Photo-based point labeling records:
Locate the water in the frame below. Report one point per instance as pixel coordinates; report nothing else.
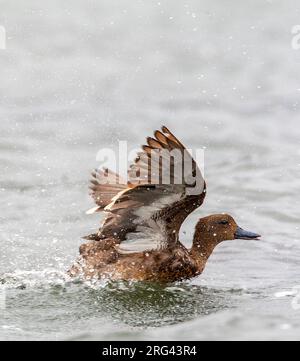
(81, 75)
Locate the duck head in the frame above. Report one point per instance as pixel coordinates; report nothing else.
(221, 227)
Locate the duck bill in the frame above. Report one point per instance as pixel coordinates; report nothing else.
(240, 233)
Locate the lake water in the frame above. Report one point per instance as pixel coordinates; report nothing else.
(78, 76)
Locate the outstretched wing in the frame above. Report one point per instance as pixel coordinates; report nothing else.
(104, 185)
(166, 186)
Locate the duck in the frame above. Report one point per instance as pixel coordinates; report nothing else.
(139, 236)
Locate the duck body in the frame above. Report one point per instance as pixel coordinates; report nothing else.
(166, 265)
(139, 237)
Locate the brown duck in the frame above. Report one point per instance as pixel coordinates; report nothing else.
(139, 237)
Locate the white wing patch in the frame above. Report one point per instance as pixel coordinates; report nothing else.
(149, 234)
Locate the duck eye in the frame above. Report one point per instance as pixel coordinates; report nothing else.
(223, 222)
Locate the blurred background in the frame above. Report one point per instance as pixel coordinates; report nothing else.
(77, 76)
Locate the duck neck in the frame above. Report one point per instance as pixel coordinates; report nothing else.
(202, 247)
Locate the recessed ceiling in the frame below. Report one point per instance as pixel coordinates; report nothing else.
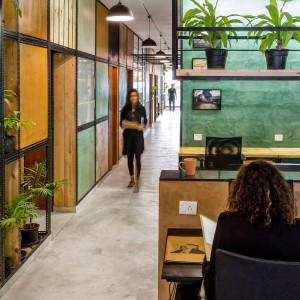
(161, 13)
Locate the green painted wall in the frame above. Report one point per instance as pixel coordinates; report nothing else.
(255, 110)
(86, 161)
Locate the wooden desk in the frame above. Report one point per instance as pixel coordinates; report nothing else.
(248, 152)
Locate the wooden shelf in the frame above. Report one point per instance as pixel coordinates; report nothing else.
(288, 74)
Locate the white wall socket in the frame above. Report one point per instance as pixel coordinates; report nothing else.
(188, 207)
(278, 137)
(197, 137)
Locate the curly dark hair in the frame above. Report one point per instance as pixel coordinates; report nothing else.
(261, 194)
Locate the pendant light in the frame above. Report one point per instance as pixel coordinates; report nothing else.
(148, 43)
(119, 13)
(160, 54)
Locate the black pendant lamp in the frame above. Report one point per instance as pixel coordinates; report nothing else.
(148, 43)
(160, 53)
(119, 13)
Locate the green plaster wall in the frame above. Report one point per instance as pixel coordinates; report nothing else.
(86, 161)
(255, 110)
(102, 90)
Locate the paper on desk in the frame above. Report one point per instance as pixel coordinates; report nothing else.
(208, 229)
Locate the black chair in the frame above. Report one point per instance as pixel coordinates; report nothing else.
(223, 153)
(240, 277)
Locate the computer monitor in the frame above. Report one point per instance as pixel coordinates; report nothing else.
(223, 153)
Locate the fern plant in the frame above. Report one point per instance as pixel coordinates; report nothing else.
(20, 212)
(276, 18)
(204, 15)
(34, 182)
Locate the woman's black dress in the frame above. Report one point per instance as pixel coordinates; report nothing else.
(133, 140)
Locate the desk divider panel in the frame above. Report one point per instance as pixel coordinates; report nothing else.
(34, 18)
(33, 93)
(211, 197)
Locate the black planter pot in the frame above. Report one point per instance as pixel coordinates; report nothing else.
(8, 266)
(216, 58)
(30, 235)
(9, 144)
(276, 59)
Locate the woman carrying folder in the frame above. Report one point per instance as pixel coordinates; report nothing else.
(259, 221)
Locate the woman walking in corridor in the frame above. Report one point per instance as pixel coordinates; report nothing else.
(133, 121)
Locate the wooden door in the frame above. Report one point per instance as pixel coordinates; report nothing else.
(64, 112)
(113, 117)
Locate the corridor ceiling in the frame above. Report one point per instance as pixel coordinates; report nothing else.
(161, 13)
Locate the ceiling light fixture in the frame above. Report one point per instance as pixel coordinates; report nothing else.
(160, 53)
(119, 13)
(148, 43)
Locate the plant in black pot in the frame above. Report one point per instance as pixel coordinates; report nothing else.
(16, 214)
(276, 58)
(204, 15)
(34, 184)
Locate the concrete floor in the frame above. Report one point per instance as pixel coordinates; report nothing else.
(107, 250)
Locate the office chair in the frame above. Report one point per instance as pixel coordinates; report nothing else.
(240, 277)
(223, 153)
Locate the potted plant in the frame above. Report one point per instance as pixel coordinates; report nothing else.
(34, 184)
(11, 125)
(204, 15)
(276, 58)
(16, 214)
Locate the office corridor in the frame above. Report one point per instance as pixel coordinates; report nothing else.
(108, 249)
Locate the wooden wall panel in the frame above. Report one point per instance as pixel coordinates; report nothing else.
(10, 16)
(86, 91)
(11, 180)
(101, 149)
(122, 44)
(86, 161)
(11, 77)
(34, 18)
(64, 106)
(130, 41)
(101, 32)
(102, 90)
(63, 22)
(114, 42)
(33, 93)
(211, 197)
(86, 26)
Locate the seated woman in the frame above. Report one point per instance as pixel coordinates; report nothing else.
(259, 222)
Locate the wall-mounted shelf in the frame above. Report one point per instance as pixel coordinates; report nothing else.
(238, 74)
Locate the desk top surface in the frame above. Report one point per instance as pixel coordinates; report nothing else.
(248, 152)
(215, 175)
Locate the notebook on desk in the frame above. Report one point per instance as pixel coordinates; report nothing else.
(208, 229)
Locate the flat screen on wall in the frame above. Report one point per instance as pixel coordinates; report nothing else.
(207, 99)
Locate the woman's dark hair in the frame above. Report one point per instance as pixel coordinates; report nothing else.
(128, 103)
(261, 194)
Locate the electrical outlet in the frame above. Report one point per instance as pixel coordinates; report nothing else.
(197, 137)
(278, 137)
(188, 207)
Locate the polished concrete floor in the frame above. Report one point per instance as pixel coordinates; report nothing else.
(107, 250)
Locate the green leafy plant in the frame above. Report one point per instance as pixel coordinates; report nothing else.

TO DO:
Can you rewrite every one of the records with "Locate" replaced by "Find" and nothing else changed? Omit the pictures from your version.

THE REPLY:
Find the water in the frame below. Report one point per instance as pixel coordinates; report nothing else.
(81, 75)
Find the duck head in the frame above. Report one point per instance as pixel coordinates; report nothing else.
(221, 227)
Find the duck bill in the frame above. Report one point per instance as pixel coordinates; report nothing else.
(240, 233)
Find the lake water in the frame above. Report one point per instance as pixel coordinates; report nothing else.
(78, 76)
Find the outstretched wing in the frame above. Report one point per instance as pixel coordinates; report nothing else.
(104, 185)
(166, 186)
Find the duck in the frame above. Report one point per instance as pixel coordinates; report nothing else.
(139, 236)
Find the duck body in the frame above. Report one point per instance as pixel coordinates; report nothing else.
(166, 265)
(139, 237)
Find the brown duck in the frame above. Report one point per instance as pixel coordinates; report nothing else.
(139, 237)
Find the white wing patch in the frame above. Report one point per instance as pixel coordinates; report nothing else.
(149, 234)
Find the duck eye in the frame above. Report one point per instance as pixel coordinates; report nothing else.
(223, 222)
Find the blurred background in the frame above. Report one point per instance as pixel coordinates; report nothing else.
(77, 76)
Find the duck neck in the frame above. Report one point per instance as pixel coordinates; report nothing else.
(202, 247)
Find the recessed ceiling in the frame below. Report one point per instance as pixel coordinates; report nothing else.
(161, 13)
Find the green painted wall in the frame above. Report one point per instance as pixel coordinates; report nothing else.
(255, 110)
(86, 161)
Find the wooden desk in the frame above. Report one point per instance as pixel coordinates; report nothing else.
(248, 152)
Find the wooden shelf in the frame above. Report one point per instance as pixel coordinates; report nothing else.
(288, 74)
Find the white wall socket in the frame above. Report one point per instance as pixel coordinates; report nothing else.
(188, 207)
(278, 137)
(197, 137)
Find the curly dark hair in the frame above. Report one point per instance as pixel coordinates; report nothing else.
(261, 194)
Find the pendant light in the frame above. Report one point per instance as pixel coordinates; report nothing else.
(148, 43)
(119, 13)
(160, 54)
Find the black pendant lamp in the frame above. Report one point per instance as pixel coordinates; report nothing else.
(148, 43)
(160, 53)
(119, 13)
Find the green plaster wall in the frame above. Report one point per instance as pixel coordinates; report nothing else.
(86, 161)
(255, 110)
(102, 90)
Find the paper on desk in the frame above. Report one point per instance as pixel coordinates; report nothing else.
(208, 229)
Find the black chair in the frame above. Report one point per instance as pixel coordinates; report nothing else.
(223, 153)
(240, 277)
Find the computer monitor in the frame above. Report one point per instance as pixel coordinates; report nothing else.
(223, 153)
Find the fern plant in the frame above. Report one point per instance as pixel coordinates; report nothing else.
(20, 212)
(276, 18)
(204, 15)
(34, 182)
Find the woman's black dress in the frame above. Report one point per instance as pixel coordinates; report nothing else.
(133, 140)
Find the desk divider panel in the frame above. Report one point per instance as pixel coordinates; report nothing else.
(34, 18)
(33, 93)
(211, 197)
Find the black planter pot in the frame above. Report one point per instance as pixel coordinates; report nothing else.
(8, 266)
(216, 58)
(30, 235)
(9, 144)
(276, 59)
Find the woman carrying folder in the frame above. Report one point per instance as pixel coordinates; report nothing else.
(259, 221)
Find the woman walking in corridor in the frame above. Report one point per instance as pixel coordinates; report nothing else.
(133, 121)
Find the wooden door in the frame above. Report one point per instance as pixel coordinates; report nothing else.
(64, 112)
(113, 117)
Find the corridor ceiling in the frame above. Report one point per instance as pixel coordinates; report nothing else.
(161, 13)
Find the ceiling light fixture in the frame above. Report one point per instance as pixel coordinates; report nothing else.
(160, 53)
(119, 13)
(148, 43)
Find the plant in black pot in the frame above. Report one point per instance as pixel coordinates; report nothing else.
(16, 214)
(276, 58)
(204, 15)
(34, 184)
Find the concrete floor in the frame above. Report one point per instance as pixel coordinates; report nothing else.
(107, 250)
Find the office chair in the frame above. Report one point per instance as pixel coordinates; report nothing else.
(240, 277)
(223, 153)
Find the potted plant in the frame above. Report one point per instance as pixel coordinates; report nothing else.
(34, 184)
(11, 125)
(204, 15)
(276, 58)
(16, 214)
Find the office corridor in the frame above. Report one point per instance as pixel coordinates; report nothing else.
(108, 249)
Find the wooden wall panel in the frame above. Report one point per instance as pixel coordinates; report nothing else.
(10, 16)
(86, 91)
(11, 180)
(101, 149)
(122, 44)
(86, 161)
(11, 77)
(34, 18)
(64, 106)
(130, 41)
(101, 32)
(102, 90)
(63, 22)
(114, 42)
(33, 93)
(211, 197)
(86, 26)
Find the seated woman in the frame above. Report one point per instance as pixel coordinates; report nothing else.
(259, 222)
Find the wall-mounted shelf in the frame above. Report one point per instance as pixel coordinates; report nothing else.
(238, 74)
Find the desk top surface in the frame above. Report one point per instance as pixel coordinates; report nothing else.
(248, 152)
(215, 175)
Find the notebook on desk in the frame above. Report one point per instance as pixel coordinates; report nothing else.
(208, 229)
Find the flat screen on wall in the frame above. Report one point per instance as pixel coordinates; report nothing else.
(207, 99)
Find the woman's dark hair in the frame above. Report one point per instance as pixel coordinates; report nothing else.
(128, 103)
(261, 194)
Find the electrical outlet in the frame above. Report one point per instance as pixel coordinates; report nothing else.
(197, 137)
(278, 137)
(188, 207)
Find the polished concrete floor in the frame above. Report one point per instance as pixel coordinates; report nothing else.
(107, 250)
Find the green leafy plant in the frame above. Report one point per instance as pixel coordinates; report nothing else.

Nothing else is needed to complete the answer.